• _TO BE DONE_: Pull out every line of the items below that contains the string "fence" and copy each one in full.

----

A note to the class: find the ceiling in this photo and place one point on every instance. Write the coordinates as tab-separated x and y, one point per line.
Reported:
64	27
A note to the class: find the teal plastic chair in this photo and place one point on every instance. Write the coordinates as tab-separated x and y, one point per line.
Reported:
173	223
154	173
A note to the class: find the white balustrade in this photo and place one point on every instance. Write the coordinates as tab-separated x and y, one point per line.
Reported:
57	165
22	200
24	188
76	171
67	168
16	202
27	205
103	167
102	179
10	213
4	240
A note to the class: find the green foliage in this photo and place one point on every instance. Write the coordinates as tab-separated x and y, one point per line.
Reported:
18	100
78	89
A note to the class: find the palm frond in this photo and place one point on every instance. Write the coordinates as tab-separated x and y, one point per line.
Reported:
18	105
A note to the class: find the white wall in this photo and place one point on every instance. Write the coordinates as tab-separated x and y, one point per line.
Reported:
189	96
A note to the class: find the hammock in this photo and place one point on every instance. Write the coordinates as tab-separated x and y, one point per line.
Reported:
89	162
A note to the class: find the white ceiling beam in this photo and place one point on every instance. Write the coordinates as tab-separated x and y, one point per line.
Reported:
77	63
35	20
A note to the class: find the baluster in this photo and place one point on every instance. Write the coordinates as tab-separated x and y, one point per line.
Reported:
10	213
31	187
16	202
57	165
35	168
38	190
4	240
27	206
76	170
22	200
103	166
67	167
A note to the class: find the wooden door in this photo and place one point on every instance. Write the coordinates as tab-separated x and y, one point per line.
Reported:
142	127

----

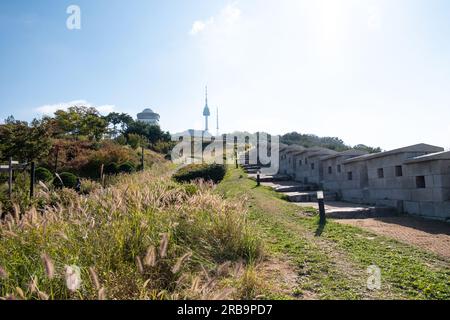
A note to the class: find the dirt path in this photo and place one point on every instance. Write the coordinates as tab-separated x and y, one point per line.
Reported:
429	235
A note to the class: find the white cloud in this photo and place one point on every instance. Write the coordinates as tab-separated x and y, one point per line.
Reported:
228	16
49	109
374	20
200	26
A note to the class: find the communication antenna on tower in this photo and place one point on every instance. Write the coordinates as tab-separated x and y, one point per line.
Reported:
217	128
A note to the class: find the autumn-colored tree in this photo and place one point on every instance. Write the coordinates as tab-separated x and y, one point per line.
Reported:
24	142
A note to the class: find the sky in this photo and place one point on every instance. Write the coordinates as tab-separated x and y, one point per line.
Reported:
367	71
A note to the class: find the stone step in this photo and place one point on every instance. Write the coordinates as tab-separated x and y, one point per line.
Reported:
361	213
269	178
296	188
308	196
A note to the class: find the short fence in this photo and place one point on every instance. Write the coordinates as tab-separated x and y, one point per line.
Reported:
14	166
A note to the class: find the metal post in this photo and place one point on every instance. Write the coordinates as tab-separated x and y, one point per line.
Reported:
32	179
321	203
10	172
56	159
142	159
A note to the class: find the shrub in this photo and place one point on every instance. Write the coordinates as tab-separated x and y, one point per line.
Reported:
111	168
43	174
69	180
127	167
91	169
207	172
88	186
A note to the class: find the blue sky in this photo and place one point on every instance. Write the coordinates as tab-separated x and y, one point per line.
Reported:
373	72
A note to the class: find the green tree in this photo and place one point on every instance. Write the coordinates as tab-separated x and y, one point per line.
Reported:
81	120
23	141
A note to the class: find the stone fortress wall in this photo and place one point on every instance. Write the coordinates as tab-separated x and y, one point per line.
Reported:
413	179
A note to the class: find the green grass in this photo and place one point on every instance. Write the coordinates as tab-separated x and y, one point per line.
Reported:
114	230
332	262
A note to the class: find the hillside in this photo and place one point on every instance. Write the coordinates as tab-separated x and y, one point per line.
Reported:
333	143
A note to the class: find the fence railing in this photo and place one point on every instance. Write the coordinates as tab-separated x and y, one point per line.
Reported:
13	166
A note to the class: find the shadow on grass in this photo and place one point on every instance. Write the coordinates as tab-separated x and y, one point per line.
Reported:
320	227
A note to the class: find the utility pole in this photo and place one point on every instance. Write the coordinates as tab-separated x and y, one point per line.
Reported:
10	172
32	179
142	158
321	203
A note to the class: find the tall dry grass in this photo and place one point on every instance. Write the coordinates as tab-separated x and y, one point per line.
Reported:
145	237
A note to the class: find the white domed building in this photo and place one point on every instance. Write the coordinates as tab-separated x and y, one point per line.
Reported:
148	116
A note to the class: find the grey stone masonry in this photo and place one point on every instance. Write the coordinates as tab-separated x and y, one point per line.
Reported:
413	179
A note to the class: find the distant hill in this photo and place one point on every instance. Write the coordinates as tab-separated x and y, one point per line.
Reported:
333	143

----

• _WRITTEN ANSWER_:
A note to the class: find the short fence in this photo and place one point on every instance. Write the coordinates as tab-separated x and y, one point per line.
A note to the class: find the fence railing in this photo and place one point on every instance. Write the coordinates as tab-separated x and y, one point per line.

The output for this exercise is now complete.